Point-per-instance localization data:
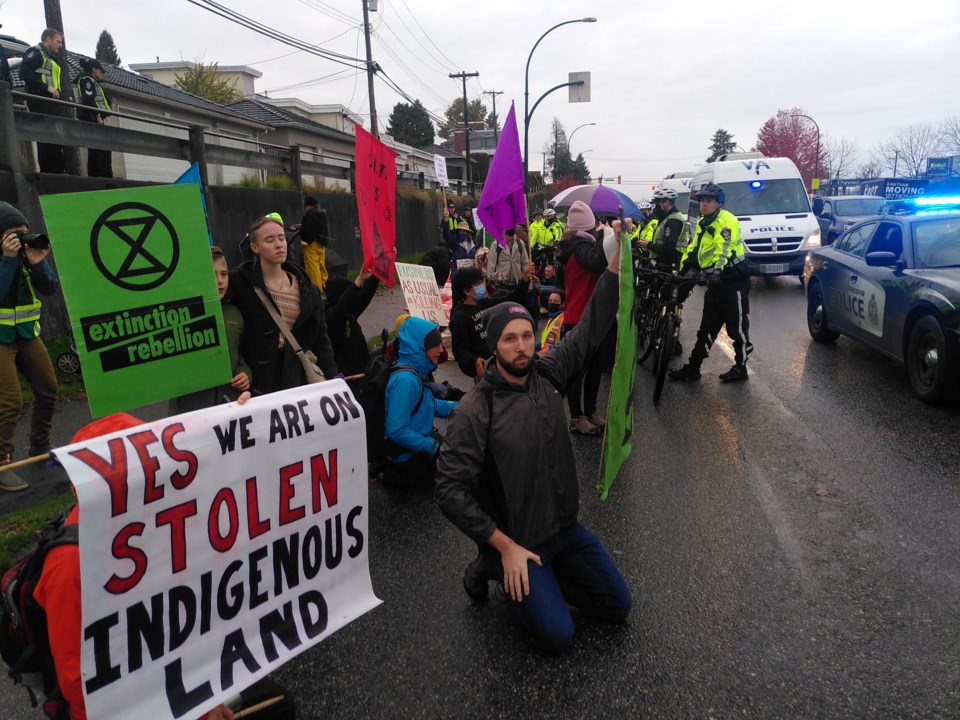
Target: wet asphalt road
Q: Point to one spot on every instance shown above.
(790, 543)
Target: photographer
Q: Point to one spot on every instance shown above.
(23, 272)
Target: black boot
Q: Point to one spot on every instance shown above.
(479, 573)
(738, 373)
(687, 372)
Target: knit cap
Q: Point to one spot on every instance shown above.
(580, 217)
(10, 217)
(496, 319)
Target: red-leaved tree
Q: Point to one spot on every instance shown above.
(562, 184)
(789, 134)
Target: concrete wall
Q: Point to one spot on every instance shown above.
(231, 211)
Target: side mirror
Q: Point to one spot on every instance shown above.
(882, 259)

---

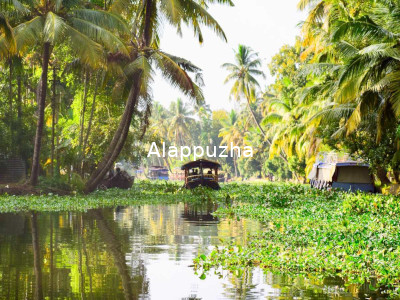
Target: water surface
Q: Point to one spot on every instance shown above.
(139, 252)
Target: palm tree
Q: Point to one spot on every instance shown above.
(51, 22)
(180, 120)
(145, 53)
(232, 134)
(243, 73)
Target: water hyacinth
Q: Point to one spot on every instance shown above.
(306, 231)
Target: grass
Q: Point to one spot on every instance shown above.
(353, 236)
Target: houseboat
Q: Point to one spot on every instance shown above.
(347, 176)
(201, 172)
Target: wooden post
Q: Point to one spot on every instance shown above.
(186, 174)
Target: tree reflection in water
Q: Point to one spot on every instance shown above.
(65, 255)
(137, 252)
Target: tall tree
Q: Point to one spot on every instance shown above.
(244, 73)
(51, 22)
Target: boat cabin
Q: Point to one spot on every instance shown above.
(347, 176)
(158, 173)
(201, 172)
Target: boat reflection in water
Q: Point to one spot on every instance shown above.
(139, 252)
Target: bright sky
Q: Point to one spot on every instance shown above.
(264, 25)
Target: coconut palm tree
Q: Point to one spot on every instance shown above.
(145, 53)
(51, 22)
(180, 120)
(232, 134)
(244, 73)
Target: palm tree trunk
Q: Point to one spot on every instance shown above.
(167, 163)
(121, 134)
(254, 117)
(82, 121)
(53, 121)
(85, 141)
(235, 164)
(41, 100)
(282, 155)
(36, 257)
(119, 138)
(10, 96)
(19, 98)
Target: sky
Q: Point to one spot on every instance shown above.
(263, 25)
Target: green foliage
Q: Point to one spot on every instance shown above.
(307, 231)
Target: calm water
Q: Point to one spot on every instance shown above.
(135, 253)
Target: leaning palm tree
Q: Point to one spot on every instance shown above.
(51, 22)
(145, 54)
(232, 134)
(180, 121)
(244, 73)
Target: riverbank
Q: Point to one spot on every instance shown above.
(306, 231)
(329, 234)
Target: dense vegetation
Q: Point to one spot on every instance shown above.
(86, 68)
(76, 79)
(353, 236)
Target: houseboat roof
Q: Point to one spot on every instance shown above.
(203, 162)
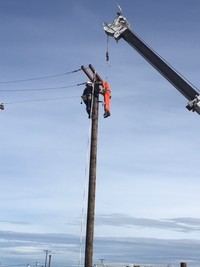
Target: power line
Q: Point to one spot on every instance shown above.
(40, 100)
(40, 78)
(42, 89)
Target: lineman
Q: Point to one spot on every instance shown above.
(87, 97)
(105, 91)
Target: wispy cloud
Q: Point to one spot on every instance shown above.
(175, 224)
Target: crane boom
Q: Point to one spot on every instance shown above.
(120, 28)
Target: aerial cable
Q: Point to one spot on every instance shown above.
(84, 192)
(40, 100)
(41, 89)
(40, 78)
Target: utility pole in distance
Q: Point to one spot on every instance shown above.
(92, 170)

--

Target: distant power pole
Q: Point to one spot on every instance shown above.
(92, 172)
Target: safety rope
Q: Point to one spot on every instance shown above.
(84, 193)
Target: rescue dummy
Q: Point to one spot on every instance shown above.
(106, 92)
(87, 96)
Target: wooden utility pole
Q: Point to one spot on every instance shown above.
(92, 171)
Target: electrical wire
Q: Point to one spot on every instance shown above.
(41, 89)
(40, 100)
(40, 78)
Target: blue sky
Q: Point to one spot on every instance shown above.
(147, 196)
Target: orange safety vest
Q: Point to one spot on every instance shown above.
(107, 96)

■ **Exercise**: Lines containing the word "wooden" must be found in the data above and copied.

■ **Completed task**:
Target: wooden post
Target: wooden utility pole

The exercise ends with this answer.